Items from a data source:
☆ ☆ ☆ ☆

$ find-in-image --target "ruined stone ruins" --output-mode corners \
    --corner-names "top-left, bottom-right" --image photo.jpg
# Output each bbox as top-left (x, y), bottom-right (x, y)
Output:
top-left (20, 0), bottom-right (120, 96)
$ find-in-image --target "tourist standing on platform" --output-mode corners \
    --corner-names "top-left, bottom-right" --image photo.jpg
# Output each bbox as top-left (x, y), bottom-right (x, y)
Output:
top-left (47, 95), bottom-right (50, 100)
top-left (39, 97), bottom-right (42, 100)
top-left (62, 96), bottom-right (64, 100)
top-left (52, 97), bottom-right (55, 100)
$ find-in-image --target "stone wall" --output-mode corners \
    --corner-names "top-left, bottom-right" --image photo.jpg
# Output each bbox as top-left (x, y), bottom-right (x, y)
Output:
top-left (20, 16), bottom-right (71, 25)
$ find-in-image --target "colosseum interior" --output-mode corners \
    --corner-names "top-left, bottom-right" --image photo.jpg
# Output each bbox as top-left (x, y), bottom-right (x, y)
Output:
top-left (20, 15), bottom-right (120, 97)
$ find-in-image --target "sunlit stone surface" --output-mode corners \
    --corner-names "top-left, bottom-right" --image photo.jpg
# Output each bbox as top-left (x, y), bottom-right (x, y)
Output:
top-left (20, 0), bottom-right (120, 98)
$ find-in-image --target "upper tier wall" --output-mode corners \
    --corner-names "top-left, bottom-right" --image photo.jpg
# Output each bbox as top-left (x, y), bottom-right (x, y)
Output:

☆ ☆ ☆ ☆

- _Activity_
Each line in the records that carries "corners" must be copied out.

- _Solution to the problem_
$ find-in-image --target "ruined stone ruins" --output-mode corners \
$ find-in-image --target "tourist standing on platform" --output-mode corners \
$ find-in-image --target "stone wall" --output-mode corners \
$ find-in-image --target "colosseum interior" --output-mode corners \
$ find-in-image --target "sunlit stone surface" --output-mode corners \
$ find-in-image --target "upper tier wall" --output-mode corners \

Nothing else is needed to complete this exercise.